--- ACTIVITY LIST ---
A – For each statement, say whether it agrees with the forum thread on plasmablastic lymphoma. Answer yes or no, and quote the deciding words of the thread exactly. (i) The tissue that tested positive came from sinus surgery to remove polyps. (ii) The husband has shown many symptoms of his illness. (iii) The person who replies has the same diagnosis as the husband.
B – Write down the forum thread on plasmablastic lymphoma word for word, from "I don't have" up to and including "down the line.".

-------- SELECTED TEXT

Husband has plasmablastic lymphoma

Hi everyone:  Thanks for letting me join this group, even though I'm in New Mexico, USA.  I saw some of your very helpful posts while searching for help on the internet.  My husband had sinus surgery to remove some polyps, and the tissue is positive for plasmablastic lymphoma.  The research articles I've seen are very discouraging.  He's now gone through all the tests and we see the oncologist tomorrow.  He doesn't even have any symptoms!!  It's hard to believe.

I feel like I'm in suspended animation.  I'm walking through my day, numb and trying not to cry.  I know they tell you "don't go to the funeral today" when you get a diagnosis like this, but to enjoy what time you have left.  How do you turn off the faucet of fear, so you can do that?

I feel for all of you going through this.

Thanks

  • Hi Aggiegirl,

    Welcome to the boards.

    I take it this is the first visit with the oncologist?  I won't assume your frequenting 'Dr. Google' but obviously advice as to be careful what you read online stands even when it is serious medical journals (unless your medical understanding is very good of course).

    I don't have your husband's diagnosis but got to stage 3 breast cancer with no symptoms (not even a palpable lump due to glandular tissue in both breasts) and it was only found because I was set in my head that I would not leave my GP's without a referral for early screening (I had a bad feeling and had twice in the last 5 years believed I had been referred for early screening but to no avail).  And that's the wonder of some cancers, they can have no symptoms until well down the line.

    While I am fighting hard and fully intend on beating my cancer, I realise the stats aren't brilliant for me so I understand your concern about living life vs. "don't go to the funeral today".  Especially as my husband is a very sensitive, emotional soul.  I have good reason to worry he will just give up on life if I die (even though he shouldn't), and as he is an introvert he has lots of people that love him dearly but he doesn't see them very often (certainly nowhere near as much as they would like to see him).

----------------
-------- DATA EXTRACT

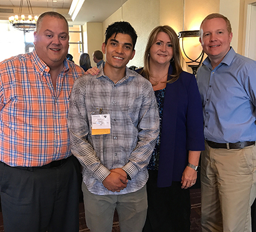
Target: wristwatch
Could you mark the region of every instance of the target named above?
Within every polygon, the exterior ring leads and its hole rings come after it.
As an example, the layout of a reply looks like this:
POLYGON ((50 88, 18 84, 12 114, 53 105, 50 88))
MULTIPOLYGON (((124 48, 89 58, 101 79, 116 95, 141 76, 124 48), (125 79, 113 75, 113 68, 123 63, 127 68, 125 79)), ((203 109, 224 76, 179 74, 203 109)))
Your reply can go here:
POLYGON ((197 168, 198 167, 198 166, 195 166, 194 165, 191 164, 190 162, 187 163, 187 166, 191 168, 193 168, 195 171, 197 171, 197 168))

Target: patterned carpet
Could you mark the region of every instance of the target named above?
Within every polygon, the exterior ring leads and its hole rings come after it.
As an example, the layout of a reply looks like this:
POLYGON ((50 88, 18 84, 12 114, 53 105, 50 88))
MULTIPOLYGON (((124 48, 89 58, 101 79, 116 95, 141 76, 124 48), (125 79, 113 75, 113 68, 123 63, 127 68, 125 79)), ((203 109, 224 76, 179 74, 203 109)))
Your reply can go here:
MULTIPOLYGON (((201 217, 201 191, 200 189, 190 189, 191 200, 191 215, 190 215, 190 232, 201 232, 200 217, 201 217)), ((90 231, 85 224, 84 204, 80 203, 79 206, 79 232, 90 231)), ((0 232, 2 232, 0 230, 0 232)), ((113 228, 112 232, 120 232, 118 225, 118 217, 116 212, 114 217, 113 228)))
MULTIPOLYGON (((201 191, 200 189, 190 189, 191 199, 191 227, 190 232, 201 232, 200 225, 201 216, 201 191)), ((0 208, 1 209, 1 208, 0 208)), ((79 204, 79 232, 87 232, 90 230, 85 224, 84 204, 79 204)), ((0 212, 0 232, 4 232, 2 212, 0 212)), ((120 232, 118 219, 117 213, 115 213, 113 228, 112 232, 120 232)))

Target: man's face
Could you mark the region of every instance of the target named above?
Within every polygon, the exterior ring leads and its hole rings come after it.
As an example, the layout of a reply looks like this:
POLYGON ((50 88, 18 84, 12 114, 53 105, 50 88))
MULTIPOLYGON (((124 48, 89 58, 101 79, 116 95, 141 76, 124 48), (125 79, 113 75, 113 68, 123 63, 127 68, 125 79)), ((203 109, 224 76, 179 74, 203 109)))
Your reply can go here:
POLYGON ((61 65, 69 49, 69 29, 63 19, 44 16, 34 33, 38 57, 50 68, 61 65))
MULTIPOLYGON (((106 65, 112 68, 125 69, 129 61, 133 58, 135 50, 132 38, 126 34, 114 34, 102 44, 102 52, 106 55, 106 65)), ((105 66, 106 67, 106 66, 105 66)))
POLYGON ((228 33, 226 22, 222 18, 206 20, 201 29, 200 41, 204 52, 211 62, 219 64, 230 50, 232 32, 228 33))

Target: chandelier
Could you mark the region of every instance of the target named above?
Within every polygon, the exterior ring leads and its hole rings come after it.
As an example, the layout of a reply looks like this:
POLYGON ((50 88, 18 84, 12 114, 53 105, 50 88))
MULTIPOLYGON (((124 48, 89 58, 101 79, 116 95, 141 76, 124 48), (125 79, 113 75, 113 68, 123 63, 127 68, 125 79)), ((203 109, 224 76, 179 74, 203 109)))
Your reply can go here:
POLYGON ((38 16, 34 17, 33 10, 32 10, 30 0, 26 0, 28 9, 29 16, 28 20, 25 20, 25 15, 22 14, 22 7, 23 0, 20 0, 20 7, 19 8, 19 14, 9 17, 9 22, 13 28, 17 30, 22 31, 25 32, 35 31, 38 16), (32 19, 34 17, 34 19, 32 19))

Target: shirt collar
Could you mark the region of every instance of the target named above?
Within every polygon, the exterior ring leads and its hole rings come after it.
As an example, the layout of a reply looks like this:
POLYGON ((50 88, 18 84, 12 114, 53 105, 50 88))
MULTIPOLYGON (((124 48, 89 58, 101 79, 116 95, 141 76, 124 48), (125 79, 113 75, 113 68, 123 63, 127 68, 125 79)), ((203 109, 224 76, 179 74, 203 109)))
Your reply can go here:
MULTIPOLYGON (((105 66, 105 64, 103 63, 103 65, 101 65, 100 67, 99 67, 100 70, 100 73, 99 73, 98 75, 96 76, 96 77, 99 79, 103 78, 103 77, 105 77, 105 78, 107 77, 109 79, 110 79, 109 77, 108 77, 107 76, 106 76, 104 74, 104 69, 103 69, 104 66, 105 66)), ((126 67, 126 76, 123 78, 122 78, 121 80, 118 80, 117 82, 117 84, 121 84, 121 83, 125 82, 126 80, 128 80, 129 78, 133 78, 135 76, 135 72, 130 70, 127 67, 126 67)))
MULTIPOLYGON (((221 61, 221 63, 219 63, 217 67, 219 67, 222 64, 225 64, 226 65, 228 66, 230 65, 235 55, 236 55, 236 52, 234 50, 232 47, 230 47, 230 50, 228 52, 228 53, 224 56, 224 58, 222 59, 222 61, 221 61)), ((208 67, 212 67, 211 62, 209 57, 207 57, 204 61, 204 62, 203 62, 203 65, 206 65, 208 67)))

----------------

--- ANSWERS BY TASK ---
A –
(i) Yes: "My husband had sinus surgery to remove some polyps, and the tissue is positive for plasmablastic lymphoma."
(ii) No: "He doesn't even have any symptoms!!"
(iii) No: "I don't have your husband's diagnosis but got to stage 3 breast cancer"

B –
I don't have your husband's diagnosis but got to stage 3 breast cancer with no symptoms (not even a palpable lump due to glandular tissue in both breasts) and it was only found because I was set in my head that I would not leave my GP's without a referral for early screening (I had a bad feeling and had twice in the last 5 years believed I had been referred for early screening but to no avail).  And that's the wonder of some cancers, they can have no symptoms until well down the line.